[Excerpts from a dataset]

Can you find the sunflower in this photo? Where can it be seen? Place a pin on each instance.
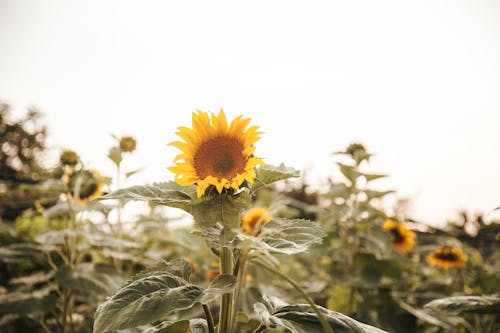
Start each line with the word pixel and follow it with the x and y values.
pixel 216 153
pixel 447 257
pixel 128 144
pixel 69 157
pixel 254 219
pixel 91 186
pixel 403 239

TASK BRIEF:
From the first line to the last, set down the records above exactly and skip the pictures.

RESPONSE TO THE TASK:
Can you find the sunflower in this photo? Where can it be seen? Place a pin on each instance.
Start each line with the word pixel and follow it with the x and y values.
pixel 216 153
pixel 447 257
pixel 128 144
pixel 69 157
pixel 254 219
pixel 91 186
pixel 403 239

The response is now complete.